▶ _What the task asks_: Below are records; print only the lines from the line containing "Where can the long" to the end, both included, reproduced exactly and without the pictures.

▶ _Data records_:

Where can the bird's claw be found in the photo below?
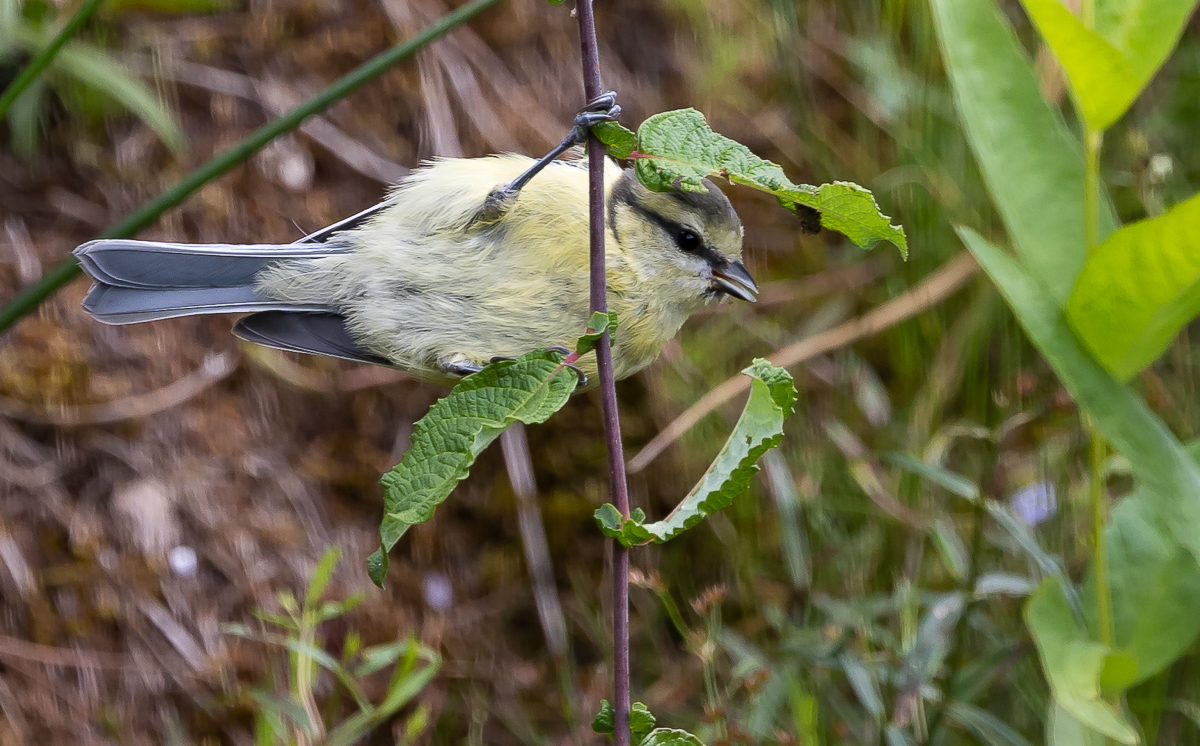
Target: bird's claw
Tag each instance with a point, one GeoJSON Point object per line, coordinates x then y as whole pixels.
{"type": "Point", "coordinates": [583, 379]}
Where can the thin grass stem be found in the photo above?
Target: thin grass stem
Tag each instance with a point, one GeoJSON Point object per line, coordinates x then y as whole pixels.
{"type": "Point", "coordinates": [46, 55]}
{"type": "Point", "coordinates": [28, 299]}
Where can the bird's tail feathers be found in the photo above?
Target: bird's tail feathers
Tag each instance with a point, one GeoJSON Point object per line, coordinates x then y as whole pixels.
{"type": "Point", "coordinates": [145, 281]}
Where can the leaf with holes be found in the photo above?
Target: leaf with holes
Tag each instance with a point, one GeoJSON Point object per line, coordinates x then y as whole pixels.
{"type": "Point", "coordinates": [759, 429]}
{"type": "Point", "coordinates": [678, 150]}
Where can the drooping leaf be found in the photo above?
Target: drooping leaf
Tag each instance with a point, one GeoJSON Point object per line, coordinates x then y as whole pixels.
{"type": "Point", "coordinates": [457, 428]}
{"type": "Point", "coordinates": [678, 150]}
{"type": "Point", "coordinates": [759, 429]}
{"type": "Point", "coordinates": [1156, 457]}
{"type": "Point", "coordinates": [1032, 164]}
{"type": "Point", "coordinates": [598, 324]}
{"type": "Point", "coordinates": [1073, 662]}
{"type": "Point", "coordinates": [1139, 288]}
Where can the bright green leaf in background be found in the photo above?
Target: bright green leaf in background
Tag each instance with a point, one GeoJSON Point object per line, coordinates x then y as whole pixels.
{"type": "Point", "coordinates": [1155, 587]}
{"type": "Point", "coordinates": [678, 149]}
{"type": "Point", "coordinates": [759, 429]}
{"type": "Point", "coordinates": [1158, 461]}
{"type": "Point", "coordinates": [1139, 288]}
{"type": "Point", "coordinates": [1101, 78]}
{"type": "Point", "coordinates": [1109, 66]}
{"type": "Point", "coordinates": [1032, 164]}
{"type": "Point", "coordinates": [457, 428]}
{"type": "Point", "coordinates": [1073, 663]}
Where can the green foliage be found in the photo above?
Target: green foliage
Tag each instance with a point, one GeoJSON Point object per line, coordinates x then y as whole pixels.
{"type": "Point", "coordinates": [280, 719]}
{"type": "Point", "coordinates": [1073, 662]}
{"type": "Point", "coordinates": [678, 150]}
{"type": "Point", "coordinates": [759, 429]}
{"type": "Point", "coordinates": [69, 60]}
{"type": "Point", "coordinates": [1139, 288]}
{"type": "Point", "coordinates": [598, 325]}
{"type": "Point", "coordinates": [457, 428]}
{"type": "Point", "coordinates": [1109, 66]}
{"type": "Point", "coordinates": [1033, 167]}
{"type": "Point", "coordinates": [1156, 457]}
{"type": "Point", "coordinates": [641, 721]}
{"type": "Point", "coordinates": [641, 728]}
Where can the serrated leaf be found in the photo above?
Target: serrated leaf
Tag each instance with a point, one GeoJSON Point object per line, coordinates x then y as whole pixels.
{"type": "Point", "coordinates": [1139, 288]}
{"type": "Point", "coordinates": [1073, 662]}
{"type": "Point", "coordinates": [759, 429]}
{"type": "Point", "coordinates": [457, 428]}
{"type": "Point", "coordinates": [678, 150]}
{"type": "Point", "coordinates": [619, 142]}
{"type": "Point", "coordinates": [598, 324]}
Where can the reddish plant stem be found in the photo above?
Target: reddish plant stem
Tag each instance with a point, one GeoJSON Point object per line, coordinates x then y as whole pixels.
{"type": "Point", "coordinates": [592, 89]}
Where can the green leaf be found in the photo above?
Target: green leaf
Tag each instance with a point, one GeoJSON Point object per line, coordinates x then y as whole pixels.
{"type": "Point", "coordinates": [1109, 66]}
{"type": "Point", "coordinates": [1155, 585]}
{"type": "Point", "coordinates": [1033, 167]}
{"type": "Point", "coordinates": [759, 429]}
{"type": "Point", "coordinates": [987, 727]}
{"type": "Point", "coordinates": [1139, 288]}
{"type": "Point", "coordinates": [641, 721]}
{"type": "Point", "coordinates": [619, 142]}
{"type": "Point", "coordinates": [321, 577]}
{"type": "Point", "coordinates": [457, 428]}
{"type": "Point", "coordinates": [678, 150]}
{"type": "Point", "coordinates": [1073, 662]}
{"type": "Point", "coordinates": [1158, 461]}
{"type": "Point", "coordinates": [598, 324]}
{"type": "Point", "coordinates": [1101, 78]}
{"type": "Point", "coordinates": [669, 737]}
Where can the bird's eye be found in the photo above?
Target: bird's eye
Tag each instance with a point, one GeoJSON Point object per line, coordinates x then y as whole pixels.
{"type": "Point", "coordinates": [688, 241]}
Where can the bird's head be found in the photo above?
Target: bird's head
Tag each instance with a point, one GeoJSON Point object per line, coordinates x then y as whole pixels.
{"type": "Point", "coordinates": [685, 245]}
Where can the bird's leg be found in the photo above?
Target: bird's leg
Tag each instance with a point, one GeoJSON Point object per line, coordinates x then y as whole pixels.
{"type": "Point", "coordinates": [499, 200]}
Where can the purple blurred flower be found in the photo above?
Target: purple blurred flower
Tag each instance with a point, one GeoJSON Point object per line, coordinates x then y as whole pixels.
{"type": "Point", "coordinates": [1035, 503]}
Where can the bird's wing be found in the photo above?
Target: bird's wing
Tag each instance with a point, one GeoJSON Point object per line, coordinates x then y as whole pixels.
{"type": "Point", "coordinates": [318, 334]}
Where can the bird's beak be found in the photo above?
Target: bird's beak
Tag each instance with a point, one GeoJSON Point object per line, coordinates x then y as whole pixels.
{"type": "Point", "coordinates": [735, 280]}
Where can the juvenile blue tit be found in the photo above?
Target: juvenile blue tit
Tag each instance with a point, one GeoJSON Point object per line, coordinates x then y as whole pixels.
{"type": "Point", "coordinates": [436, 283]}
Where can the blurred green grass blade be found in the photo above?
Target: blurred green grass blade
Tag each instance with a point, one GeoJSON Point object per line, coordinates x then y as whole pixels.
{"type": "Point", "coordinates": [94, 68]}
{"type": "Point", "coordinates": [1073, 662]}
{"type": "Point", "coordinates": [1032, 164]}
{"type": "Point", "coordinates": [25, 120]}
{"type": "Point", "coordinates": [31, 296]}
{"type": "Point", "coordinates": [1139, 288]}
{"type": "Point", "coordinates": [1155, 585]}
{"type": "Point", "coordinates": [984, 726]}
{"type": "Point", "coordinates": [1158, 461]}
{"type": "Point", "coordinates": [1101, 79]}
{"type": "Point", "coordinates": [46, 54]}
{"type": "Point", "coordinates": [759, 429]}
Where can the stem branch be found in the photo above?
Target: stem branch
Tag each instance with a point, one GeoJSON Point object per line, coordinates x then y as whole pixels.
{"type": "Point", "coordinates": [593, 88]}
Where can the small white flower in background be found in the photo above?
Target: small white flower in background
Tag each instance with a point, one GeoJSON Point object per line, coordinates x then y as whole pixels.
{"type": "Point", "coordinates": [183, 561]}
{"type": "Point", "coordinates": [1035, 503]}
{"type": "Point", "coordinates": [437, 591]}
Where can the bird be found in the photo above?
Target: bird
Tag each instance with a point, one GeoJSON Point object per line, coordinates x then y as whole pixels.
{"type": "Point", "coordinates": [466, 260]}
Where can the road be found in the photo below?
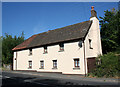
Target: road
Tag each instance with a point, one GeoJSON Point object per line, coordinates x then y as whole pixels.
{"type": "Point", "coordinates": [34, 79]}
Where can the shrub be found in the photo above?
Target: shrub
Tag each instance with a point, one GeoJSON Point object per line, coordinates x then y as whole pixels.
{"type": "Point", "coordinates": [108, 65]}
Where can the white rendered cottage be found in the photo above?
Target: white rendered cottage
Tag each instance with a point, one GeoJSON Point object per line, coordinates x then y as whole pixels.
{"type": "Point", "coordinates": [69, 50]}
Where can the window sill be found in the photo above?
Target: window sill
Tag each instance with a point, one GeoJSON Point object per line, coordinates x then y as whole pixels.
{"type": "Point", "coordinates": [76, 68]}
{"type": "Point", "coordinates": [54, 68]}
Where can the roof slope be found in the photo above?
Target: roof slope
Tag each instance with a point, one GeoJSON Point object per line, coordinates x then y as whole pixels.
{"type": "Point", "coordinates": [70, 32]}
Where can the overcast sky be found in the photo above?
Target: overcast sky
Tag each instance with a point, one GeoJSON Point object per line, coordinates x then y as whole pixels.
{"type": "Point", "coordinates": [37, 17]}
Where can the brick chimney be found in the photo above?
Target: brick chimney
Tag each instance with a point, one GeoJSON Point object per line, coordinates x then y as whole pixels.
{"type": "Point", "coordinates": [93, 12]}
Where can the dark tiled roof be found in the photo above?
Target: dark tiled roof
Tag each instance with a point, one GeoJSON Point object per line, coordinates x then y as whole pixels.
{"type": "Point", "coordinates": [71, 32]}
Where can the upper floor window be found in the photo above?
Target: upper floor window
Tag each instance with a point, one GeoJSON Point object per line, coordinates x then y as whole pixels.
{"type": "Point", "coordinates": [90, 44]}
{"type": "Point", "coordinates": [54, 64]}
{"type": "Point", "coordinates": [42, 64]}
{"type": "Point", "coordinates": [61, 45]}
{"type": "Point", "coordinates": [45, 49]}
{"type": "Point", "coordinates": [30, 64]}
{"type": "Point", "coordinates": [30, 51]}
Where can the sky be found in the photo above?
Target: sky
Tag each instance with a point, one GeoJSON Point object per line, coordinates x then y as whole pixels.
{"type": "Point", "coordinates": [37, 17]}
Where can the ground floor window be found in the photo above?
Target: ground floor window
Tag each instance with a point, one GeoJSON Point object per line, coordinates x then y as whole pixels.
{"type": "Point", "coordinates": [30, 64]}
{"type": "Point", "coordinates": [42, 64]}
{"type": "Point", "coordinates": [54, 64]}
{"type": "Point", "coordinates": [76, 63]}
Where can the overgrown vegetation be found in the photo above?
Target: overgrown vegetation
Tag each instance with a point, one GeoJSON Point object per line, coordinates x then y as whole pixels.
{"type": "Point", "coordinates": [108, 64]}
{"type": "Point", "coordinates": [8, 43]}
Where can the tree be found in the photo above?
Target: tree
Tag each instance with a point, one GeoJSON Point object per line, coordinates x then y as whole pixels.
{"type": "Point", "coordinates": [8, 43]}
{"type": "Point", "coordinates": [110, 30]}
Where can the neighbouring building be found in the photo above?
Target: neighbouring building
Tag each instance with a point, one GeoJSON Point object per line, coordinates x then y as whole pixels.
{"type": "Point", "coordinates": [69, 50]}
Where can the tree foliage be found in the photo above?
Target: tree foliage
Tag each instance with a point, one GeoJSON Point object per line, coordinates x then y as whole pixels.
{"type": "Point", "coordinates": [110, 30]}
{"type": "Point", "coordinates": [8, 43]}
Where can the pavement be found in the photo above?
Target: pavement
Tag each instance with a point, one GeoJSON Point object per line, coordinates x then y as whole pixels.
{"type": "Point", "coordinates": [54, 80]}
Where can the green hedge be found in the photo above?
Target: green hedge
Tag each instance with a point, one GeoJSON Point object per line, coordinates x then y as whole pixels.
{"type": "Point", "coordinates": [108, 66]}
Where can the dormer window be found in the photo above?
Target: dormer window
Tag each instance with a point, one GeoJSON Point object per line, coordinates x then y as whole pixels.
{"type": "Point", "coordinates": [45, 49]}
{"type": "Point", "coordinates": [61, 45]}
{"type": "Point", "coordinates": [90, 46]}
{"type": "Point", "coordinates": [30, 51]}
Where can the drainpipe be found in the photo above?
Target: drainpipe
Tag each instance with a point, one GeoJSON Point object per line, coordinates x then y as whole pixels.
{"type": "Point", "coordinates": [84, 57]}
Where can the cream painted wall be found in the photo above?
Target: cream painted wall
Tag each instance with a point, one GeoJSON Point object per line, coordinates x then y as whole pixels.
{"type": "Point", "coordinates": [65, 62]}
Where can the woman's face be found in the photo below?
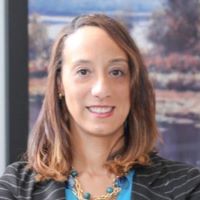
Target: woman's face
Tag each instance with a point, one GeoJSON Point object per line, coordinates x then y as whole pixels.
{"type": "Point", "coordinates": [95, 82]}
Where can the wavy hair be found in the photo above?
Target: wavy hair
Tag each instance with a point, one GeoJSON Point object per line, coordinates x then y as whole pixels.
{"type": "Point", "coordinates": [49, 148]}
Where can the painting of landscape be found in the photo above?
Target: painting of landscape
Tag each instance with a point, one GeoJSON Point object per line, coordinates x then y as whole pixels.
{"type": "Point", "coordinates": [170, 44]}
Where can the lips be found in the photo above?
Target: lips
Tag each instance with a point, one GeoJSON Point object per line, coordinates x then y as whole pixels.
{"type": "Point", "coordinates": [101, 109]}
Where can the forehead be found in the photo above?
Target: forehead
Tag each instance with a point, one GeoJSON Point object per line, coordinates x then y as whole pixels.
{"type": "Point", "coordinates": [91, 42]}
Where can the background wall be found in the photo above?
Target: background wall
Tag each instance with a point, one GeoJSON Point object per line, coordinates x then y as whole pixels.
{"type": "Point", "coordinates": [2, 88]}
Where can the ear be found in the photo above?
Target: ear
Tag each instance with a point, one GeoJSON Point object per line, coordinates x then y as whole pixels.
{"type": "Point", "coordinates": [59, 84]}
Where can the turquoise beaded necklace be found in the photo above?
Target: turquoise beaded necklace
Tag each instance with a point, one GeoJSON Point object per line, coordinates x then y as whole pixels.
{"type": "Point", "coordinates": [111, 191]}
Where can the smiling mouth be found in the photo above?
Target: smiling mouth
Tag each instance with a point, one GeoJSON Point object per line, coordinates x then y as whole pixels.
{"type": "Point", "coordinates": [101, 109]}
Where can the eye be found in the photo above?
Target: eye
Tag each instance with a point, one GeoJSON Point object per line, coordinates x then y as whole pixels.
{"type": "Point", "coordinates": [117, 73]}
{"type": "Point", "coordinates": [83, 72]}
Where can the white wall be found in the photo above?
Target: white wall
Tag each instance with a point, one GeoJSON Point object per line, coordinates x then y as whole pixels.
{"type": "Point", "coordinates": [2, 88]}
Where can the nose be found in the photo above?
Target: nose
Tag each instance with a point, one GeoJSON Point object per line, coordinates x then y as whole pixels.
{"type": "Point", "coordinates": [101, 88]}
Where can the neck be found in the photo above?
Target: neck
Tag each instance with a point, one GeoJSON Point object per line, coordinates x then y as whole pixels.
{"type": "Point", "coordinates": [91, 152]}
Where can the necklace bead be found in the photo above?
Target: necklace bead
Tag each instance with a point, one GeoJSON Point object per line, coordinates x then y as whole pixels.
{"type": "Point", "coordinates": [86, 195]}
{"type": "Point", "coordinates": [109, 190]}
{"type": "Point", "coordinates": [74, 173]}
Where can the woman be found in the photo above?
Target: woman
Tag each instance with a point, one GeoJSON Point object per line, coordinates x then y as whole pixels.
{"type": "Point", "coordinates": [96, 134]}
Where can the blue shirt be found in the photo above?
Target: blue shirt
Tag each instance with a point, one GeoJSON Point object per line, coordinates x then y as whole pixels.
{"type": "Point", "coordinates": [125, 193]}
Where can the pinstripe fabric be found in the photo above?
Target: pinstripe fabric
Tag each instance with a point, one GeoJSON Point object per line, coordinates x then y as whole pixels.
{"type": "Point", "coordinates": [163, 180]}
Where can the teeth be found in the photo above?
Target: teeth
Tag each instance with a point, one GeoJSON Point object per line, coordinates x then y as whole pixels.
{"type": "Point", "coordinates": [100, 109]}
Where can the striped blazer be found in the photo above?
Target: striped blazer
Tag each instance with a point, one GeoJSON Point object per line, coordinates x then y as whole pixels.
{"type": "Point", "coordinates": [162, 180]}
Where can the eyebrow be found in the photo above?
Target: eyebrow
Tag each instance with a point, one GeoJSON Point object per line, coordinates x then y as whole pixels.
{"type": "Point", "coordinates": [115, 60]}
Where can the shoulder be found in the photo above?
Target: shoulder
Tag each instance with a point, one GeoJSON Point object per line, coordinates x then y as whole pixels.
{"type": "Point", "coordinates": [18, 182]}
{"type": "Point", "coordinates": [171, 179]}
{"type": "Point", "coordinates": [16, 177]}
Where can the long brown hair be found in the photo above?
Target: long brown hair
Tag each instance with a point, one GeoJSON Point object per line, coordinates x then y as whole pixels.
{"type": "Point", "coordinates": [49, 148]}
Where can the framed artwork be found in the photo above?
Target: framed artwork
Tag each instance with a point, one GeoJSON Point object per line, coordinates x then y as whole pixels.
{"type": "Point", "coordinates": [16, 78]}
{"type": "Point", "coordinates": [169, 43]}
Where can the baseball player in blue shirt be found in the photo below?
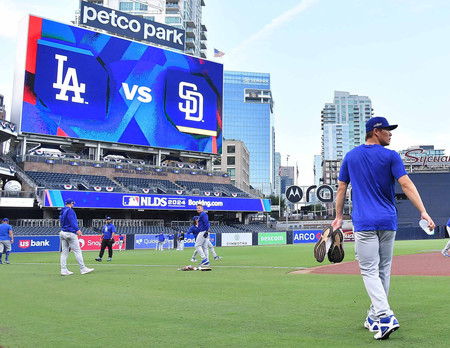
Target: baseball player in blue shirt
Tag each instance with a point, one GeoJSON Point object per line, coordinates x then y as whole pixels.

▶ _Written solution_:
Where can the long brown hair be found in the photo above?
Target: long brown hair
Tag each instance with a point, one GeoJSON Point object per line, coordinates x then y as whole pixels.
{"type": "Point", "coordinates": [49, 148]}
Where can the framed artwork be found in the photo above?
Target: framed artwork
Tag each instance with a point, one GeoJSON Point object per line, coordinates x then y as whole pixels.
{"type": "Point", "coordinates": [16, 78]}
{"type": "Point", "coordinates": [169, 43]}
Where can the baseball player in blue shirt be found in the photo below?
Target: baseball player in blue shirt
Tag each instance with a point, one GeoJSON Point object per line, coordinates x then y as whole pixels.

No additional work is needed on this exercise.